Dataset items

↓↓↓

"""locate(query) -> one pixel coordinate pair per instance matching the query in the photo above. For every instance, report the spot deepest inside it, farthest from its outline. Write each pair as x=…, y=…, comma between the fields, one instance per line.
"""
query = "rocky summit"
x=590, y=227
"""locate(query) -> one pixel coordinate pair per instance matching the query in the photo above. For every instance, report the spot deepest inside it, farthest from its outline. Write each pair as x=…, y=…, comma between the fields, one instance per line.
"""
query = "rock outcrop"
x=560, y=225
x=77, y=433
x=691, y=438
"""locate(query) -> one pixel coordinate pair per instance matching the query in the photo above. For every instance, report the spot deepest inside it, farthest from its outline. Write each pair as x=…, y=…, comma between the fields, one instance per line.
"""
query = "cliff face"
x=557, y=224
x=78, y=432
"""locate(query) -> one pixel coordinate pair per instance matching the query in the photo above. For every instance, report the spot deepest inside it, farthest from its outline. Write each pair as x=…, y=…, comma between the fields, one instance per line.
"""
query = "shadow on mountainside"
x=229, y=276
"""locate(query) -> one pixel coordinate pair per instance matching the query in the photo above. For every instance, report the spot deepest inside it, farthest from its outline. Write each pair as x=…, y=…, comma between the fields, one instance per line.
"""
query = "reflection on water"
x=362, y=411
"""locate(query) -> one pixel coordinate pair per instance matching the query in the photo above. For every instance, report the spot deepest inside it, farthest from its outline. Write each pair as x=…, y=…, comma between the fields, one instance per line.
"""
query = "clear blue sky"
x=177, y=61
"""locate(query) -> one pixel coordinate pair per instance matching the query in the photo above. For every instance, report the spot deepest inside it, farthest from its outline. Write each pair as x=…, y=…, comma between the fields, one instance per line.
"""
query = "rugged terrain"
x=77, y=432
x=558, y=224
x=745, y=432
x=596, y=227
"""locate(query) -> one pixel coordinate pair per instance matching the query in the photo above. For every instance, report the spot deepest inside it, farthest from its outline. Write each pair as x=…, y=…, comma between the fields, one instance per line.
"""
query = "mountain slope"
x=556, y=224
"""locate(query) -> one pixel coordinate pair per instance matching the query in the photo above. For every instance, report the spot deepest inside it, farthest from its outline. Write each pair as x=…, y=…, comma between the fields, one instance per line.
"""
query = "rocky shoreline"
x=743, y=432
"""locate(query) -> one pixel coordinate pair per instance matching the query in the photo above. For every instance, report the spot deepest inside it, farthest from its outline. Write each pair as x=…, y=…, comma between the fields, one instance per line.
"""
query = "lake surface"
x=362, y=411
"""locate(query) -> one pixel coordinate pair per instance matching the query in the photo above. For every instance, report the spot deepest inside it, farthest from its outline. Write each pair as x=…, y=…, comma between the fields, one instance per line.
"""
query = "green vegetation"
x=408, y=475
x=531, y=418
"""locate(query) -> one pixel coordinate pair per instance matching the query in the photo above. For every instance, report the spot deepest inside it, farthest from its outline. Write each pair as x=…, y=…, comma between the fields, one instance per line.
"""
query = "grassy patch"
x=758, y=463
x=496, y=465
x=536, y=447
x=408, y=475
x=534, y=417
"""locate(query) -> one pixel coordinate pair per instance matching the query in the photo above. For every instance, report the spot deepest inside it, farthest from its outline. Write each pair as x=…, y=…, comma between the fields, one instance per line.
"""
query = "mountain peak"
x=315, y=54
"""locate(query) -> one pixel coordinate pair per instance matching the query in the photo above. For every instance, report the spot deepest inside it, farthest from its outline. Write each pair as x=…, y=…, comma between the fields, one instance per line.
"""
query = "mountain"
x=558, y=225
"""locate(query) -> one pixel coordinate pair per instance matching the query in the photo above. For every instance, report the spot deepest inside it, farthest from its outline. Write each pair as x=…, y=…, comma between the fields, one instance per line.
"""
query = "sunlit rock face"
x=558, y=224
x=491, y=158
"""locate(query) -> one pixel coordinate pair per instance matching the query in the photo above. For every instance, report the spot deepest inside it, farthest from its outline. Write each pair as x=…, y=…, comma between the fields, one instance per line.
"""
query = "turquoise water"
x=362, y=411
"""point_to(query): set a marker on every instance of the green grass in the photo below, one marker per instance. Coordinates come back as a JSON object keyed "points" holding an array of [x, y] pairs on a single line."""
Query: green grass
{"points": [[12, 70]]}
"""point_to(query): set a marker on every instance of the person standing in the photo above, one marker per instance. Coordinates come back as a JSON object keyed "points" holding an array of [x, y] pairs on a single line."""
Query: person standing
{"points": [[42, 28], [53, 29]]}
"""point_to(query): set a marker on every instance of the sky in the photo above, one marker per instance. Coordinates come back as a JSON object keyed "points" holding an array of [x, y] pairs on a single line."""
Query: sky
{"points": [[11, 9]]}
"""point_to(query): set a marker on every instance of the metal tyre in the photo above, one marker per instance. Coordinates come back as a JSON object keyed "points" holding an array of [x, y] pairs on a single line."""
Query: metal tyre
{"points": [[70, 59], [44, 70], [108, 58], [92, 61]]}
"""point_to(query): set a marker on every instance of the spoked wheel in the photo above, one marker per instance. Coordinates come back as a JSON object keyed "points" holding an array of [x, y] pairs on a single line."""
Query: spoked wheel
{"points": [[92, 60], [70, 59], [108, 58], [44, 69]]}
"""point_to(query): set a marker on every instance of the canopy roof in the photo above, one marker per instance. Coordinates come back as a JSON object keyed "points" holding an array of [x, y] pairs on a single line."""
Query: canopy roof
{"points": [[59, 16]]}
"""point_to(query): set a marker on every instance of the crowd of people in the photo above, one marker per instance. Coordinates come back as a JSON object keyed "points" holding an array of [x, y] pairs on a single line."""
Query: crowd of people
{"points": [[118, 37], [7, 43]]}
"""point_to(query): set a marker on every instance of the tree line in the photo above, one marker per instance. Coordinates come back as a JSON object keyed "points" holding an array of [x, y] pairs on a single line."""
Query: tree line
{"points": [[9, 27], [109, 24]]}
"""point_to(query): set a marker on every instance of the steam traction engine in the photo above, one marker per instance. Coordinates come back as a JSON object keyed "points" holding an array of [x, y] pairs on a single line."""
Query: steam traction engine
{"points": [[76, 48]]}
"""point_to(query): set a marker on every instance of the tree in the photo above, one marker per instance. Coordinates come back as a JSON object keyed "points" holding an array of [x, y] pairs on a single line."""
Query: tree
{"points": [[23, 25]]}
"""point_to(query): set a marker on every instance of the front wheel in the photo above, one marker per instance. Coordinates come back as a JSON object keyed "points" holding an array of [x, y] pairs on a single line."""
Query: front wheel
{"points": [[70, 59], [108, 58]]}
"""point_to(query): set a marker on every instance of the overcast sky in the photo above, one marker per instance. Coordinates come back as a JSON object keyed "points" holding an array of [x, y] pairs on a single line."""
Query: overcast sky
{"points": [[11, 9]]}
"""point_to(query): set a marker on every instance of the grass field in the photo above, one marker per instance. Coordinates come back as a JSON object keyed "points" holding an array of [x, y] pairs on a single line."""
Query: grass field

↑↑↑

[Task to complete]:
Update the material from its first line through the line that contains "x=78, y=432", changing "cliff face" to "rock wall" and leaving everything else untouched. Give back only those lines.

[Solution for this task]:
"""locate(query) -> one pixel coordinate pair per instance matching the query in the photo above. For every instance, report the spot deepest inside it, farthest from its outline. Write each pair as x=…, y=…, comma between the fields, one instance per line.
"""
query = "rocky summit"
x=590, y=227
"""locate(query) -> one pixel coordinate pair per instance matching the query in the photo above. For every instance, report the spot deepest inside it, farthest from its outline. Write each pair as x=…, y=…, comma between the fields, one instance per line.
"""
query = "rock outcrop"
x=560, y=225
x=77, y=433
x=691, y=438
"""locate(query) -> one pixel coordinate pair per instance matching the query in the photo above. For every instance, report the spot deepest inside it, farthest from its outline. Write each pair as x=…, y=…, comma between the fields, one instance per line.
"""
query = "rock wall"
x=557, y=224
x=78, y=432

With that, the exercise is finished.